Stored dataset items:
------------------------------

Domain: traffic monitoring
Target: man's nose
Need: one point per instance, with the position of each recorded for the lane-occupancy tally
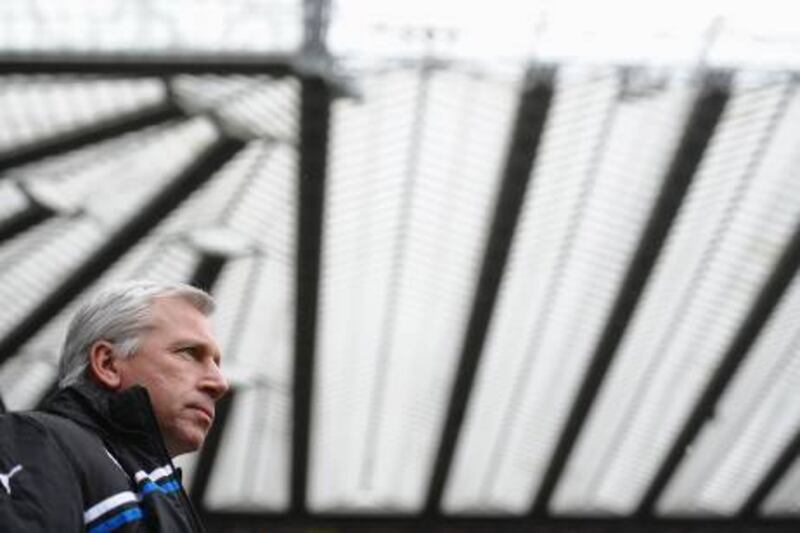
(215, 383)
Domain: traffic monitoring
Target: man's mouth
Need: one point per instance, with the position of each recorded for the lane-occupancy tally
(209, 413)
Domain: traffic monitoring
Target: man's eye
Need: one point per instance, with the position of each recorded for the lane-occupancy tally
(189, 352)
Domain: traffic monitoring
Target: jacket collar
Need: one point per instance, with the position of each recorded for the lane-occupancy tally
(127, 414)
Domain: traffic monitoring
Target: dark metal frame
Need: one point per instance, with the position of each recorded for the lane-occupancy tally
(700, 127)
(244, 522)
(772, 291)
(147, 65)
(91, 133)
(534, 106)
(119, 242)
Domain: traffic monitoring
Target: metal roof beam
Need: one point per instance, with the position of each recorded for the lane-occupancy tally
(314, 124)
(89, 134)
(700, 127)
(194, 176)
(768, 298)
(775, 473)
(532, 112)
(209, 452)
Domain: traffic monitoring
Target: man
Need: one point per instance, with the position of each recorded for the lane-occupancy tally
(138, 379)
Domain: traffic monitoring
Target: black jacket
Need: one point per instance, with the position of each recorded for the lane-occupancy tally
(94, 461)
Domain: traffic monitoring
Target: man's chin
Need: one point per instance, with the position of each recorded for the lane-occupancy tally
(190, 442)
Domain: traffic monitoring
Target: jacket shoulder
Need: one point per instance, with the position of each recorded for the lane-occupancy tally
(39, 490)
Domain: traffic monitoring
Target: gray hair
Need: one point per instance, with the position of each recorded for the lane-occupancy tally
(119, 314)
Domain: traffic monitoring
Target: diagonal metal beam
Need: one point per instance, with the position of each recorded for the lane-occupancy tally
(34, 214)
(209, 452)
(194, 176)
(130, 65)
(532, 111)
(89, 134)
(769, 296)
(205, 277)
(314, 124)
(207, 271)
(700, 127)
(775, 473)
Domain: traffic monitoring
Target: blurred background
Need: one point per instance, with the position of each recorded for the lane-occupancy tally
(509, 265)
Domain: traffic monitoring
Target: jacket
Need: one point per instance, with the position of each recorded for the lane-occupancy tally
(94, 461)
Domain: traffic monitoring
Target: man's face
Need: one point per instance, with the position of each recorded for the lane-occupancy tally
(178, 363)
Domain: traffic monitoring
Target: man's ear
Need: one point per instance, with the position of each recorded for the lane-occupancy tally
(104, 365)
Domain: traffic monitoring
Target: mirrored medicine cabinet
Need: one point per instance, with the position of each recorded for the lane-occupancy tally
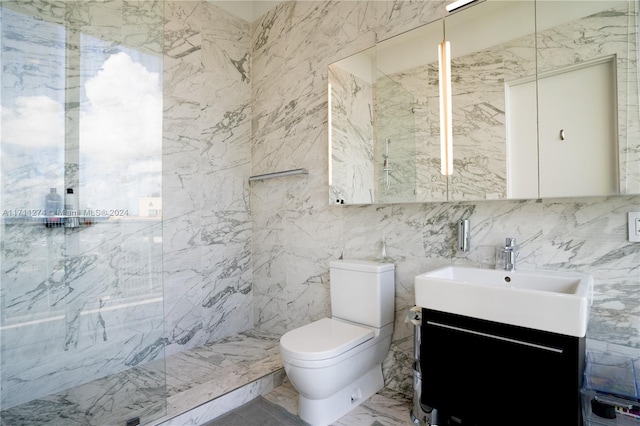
(543, 103)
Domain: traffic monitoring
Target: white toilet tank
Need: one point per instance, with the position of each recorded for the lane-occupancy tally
(362, 291)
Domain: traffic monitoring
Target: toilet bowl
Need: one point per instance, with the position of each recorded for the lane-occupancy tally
(336, 363)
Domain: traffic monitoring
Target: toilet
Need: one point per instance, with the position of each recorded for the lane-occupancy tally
(336, 363)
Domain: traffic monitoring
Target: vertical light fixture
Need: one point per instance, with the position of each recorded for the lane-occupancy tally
(446, 126)
(329, 127)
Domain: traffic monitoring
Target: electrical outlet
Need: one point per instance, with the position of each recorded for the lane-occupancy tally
(634, 227)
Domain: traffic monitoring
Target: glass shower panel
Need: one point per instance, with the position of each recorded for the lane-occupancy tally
(395, 147)
(81, 326)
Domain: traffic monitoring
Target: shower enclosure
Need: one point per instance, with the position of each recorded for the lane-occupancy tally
(81, 295)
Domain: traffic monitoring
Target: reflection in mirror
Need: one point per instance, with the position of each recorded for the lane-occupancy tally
(502, 78)
(351, 135)
(588, 98)
(492, 44)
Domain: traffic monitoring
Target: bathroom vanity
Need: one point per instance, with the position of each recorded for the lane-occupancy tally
(503, 348)
(486, 373)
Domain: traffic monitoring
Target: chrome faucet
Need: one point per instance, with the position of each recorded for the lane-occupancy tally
(509, 254)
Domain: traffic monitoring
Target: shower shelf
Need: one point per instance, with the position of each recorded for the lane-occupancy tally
(279, 174)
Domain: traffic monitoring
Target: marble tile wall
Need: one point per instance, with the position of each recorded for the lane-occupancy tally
(206, 163)
(81, 302)
(296, 233)
(78, 304)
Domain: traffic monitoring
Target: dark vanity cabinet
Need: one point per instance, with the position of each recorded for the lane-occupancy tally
(478, 372)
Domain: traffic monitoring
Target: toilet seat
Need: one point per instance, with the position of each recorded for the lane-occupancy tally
(323, 339)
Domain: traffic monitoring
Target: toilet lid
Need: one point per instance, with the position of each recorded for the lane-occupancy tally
(323, 339)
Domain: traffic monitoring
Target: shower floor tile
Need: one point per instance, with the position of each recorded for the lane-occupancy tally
(192, 378)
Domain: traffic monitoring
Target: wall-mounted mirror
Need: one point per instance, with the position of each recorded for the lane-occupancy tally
(387, 99)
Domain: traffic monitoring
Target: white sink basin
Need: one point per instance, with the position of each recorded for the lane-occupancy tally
(558, 302)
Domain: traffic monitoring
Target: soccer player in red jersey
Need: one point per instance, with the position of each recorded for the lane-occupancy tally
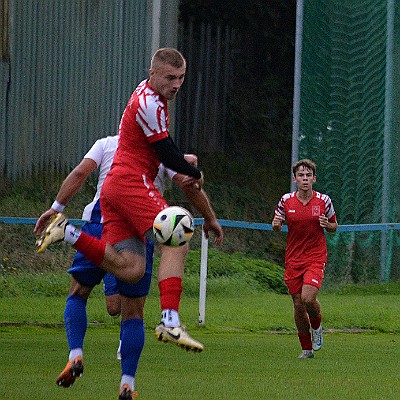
(130, 202)
(308, 214)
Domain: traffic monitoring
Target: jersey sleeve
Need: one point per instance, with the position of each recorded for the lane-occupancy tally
(152, 116)
(329, 210)
(280, 208)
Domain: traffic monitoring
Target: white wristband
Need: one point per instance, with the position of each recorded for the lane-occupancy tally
(58, 206)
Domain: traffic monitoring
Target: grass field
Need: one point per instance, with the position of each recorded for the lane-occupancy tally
(244, 356)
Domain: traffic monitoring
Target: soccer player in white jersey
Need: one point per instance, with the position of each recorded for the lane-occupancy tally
(308, 214)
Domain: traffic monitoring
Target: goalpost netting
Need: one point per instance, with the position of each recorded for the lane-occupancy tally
(349, 123)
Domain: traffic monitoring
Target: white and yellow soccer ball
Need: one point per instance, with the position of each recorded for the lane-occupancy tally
(173, 226)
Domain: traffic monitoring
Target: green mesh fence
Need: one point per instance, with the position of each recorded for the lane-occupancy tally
(349, 125)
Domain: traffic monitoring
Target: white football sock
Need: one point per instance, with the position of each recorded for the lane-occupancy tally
(75, 353)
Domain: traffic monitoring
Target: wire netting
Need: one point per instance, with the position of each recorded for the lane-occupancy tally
(349, 112)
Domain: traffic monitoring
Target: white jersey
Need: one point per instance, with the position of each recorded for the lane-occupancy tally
(102, 153)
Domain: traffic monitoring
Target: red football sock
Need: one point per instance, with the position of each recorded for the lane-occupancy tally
(315, 322)
(92, 248)
(305, 341)
(170, 293)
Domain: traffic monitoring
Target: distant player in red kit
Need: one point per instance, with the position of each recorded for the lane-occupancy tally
(307, 214)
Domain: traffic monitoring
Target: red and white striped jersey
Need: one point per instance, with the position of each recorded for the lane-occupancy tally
(144, 121)
(306, 238)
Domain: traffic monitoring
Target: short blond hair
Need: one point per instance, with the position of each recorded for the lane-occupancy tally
(306, 163)
(168, 55)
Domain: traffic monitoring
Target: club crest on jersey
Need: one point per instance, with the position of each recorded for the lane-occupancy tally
(316, 211)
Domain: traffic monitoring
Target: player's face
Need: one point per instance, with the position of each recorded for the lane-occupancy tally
(304, 178)
(167, 80)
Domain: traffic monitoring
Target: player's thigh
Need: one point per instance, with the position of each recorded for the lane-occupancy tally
(172, 261)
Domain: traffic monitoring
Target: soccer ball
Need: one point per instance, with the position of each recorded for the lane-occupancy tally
(173, 226)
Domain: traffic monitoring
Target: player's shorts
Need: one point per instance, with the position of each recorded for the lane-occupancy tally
(306, 274)
(129, 208)
(88, 274)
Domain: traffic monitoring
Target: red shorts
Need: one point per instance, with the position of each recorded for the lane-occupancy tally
(305, 274)
(128, 207)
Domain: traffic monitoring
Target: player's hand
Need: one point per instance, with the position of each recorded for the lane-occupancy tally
(214, 226)
(191, 159)
(323, 221)
(43, 221)
(277, 222)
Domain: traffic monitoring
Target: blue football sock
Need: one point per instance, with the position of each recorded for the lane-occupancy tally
(75, 321)
(132, 342)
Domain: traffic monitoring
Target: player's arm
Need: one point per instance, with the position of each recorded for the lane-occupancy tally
(173, 159)
(277, 222)
(330, 225)
(199, 199)
(71, 185)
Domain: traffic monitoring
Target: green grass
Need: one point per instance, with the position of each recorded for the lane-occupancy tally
(244, 357)
(234, 365)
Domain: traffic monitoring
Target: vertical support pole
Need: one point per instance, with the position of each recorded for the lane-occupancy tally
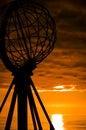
(22, 105)
(10, 115)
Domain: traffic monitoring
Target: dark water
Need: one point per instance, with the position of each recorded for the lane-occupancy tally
(66, 122)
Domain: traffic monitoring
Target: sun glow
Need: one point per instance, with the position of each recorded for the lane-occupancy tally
(57, 121)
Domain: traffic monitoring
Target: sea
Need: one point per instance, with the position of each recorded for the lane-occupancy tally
(59, 121)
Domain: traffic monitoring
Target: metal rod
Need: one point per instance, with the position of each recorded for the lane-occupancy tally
(9, 119)
(35, 110)
(32, 110)
(22, 105)
(7, 94)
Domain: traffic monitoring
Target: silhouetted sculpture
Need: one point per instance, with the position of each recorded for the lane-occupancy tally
(27, 36)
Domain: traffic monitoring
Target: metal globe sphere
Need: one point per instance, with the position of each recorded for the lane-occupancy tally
(28, 35)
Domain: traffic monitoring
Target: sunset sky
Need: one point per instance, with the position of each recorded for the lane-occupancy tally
(61, 77)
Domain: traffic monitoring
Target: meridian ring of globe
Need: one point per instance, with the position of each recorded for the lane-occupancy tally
(29, 34)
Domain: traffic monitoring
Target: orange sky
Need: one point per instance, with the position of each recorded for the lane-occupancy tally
(66, 65)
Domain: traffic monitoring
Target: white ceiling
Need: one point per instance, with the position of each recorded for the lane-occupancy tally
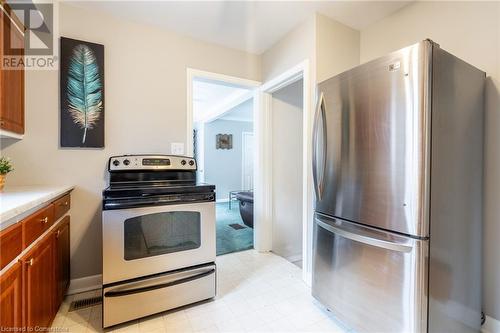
(243, 112)
(252, 26)
(215, 100)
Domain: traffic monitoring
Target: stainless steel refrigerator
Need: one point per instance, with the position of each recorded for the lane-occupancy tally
(397, 168)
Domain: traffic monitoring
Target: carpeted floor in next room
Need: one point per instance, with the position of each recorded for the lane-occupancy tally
(230, 239)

------------------------------

**What to do**
Only a number belongs in the answer: the number of lines in the preceding data that hold "green".

**Answer**
2